Selection
• • • • •

If you're a video person, I lay it all out in the video below. If reading is more your thing, skip the video and hop straight to the transcript below!

Hey everybody, Bill Stainton here with Turning Creativity into Money™, and today I want to tackle one of the big questions—and the question is this: What's the secret to coming up with a great idea?

You know, don't you want to be that person—don't we all want to be that person—wouldn't that be cool to be the person that comes up with, like, the really great idea? Solar power, Netflix, potato chips that stack in a can? Wouldn't that be cool?

Okay, so what's the secret to that? What's the secret to coming up with a great idea?

Well, it turns out that the answer—like like so many things in life—is actually deceptively simple, and here it is.

The secret to coming up with a great idea is coming up with a lot of ideas!

I told you it was simple.

• • • • •

Raw data
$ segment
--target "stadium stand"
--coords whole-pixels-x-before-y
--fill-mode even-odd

• • • • •

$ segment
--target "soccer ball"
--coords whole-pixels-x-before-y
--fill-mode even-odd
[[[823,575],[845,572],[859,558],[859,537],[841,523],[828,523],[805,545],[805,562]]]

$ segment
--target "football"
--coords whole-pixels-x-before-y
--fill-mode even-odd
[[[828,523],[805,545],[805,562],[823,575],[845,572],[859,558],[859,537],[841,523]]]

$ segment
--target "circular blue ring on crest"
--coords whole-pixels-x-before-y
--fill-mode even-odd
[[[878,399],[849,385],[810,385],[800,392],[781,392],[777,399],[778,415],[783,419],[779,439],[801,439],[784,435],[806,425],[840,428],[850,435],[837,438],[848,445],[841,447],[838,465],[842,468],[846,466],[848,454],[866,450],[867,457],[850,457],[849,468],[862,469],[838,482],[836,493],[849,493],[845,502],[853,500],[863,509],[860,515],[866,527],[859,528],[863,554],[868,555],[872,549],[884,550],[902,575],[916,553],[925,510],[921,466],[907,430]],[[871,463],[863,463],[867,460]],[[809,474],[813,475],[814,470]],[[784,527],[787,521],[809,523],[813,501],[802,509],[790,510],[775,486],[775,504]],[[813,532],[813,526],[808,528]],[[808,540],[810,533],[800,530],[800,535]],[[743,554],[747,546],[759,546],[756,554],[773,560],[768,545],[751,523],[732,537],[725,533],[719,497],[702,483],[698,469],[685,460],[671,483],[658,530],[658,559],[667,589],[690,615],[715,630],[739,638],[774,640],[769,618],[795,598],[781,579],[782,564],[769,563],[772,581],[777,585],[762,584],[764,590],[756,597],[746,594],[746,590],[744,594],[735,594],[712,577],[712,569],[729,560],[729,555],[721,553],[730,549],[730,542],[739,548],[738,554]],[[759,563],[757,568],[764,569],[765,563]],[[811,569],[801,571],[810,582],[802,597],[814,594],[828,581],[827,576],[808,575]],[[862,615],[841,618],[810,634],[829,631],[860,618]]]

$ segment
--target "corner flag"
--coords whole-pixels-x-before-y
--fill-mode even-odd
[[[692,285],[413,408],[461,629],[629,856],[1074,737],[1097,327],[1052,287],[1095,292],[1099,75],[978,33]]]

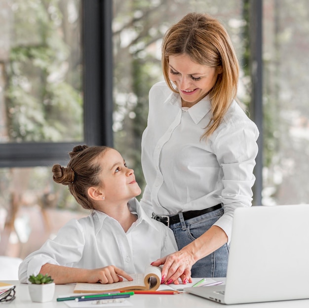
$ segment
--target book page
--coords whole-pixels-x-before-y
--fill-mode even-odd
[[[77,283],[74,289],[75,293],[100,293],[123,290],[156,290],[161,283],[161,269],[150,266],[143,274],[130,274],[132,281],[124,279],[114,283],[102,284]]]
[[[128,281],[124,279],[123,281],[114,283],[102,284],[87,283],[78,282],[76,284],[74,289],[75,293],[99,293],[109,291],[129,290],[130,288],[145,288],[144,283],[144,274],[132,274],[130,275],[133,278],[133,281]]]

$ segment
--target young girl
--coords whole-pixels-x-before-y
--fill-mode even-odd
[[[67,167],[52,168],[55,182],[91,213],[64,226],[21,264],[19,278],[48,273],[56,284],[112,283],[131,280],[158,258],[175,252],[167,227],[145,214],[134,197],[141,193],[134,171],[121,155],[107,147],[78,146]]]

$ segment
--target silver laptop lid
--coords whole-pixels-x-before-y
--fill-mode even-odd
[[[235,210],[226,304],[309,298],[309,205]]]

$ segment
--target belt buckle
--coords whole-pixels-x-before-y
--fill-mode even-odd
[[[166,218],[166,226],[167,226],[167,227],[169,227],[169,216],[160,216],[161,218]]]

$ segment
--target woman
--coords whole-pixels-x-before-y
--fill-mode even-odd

• • • • •

Problem A
List the examples of great ideas named in the transcript about coming up with great ideas.
Problem B
Extend the transcript about coming up with great ideas, picking up after its final line.

Response A
Solar power
Netflix
Potato chips that stack in a can

Response B
I'll give you an example. Uh, you may know this, but for 15 years I was the executive producer of the longest running, highest rated locally produced comedy TV show in the country. It was called Almost Live!, and we had a segment on Almost Live! called The Late Report. It was our fake newscast, it was kind of, it was our version of SNL's Weekend Update. And on every Late Report, every Late Report consisted of roughly eight jokes, okay? So keep that in mind. Eight jokes a week.

Well, depending on the year, I could have anywhere from eight to ten writers working with me, each of whom, every week, submitted roughly 20 jokes for The Late Report. So let's say we had 10 writers, each submitting 20 jokes—that's, carry the 3 and—200 jokes! We got 200 jokes out of which we used how many? Very good, you were paying attention. Eight. Eight out of two hundred. That's four percent, and I know that because I checked it on the calculator on my iPhone. Four percent! That means we rejected 96 percent of the jokes submitted.

Now keep in mind these jokes were submitted by Emmy Award-winning comedy writers, and we rejected 96 percent of them! Now some of you—the cruel ones—might say well that's a 96 percent failure rate. Well, technically, yeah, it is. But think of it this way: if you have 10 award-winning comedy writers each submitting 20 jokes out of which you only need one, the odds of one of those 20 being great are pretty good.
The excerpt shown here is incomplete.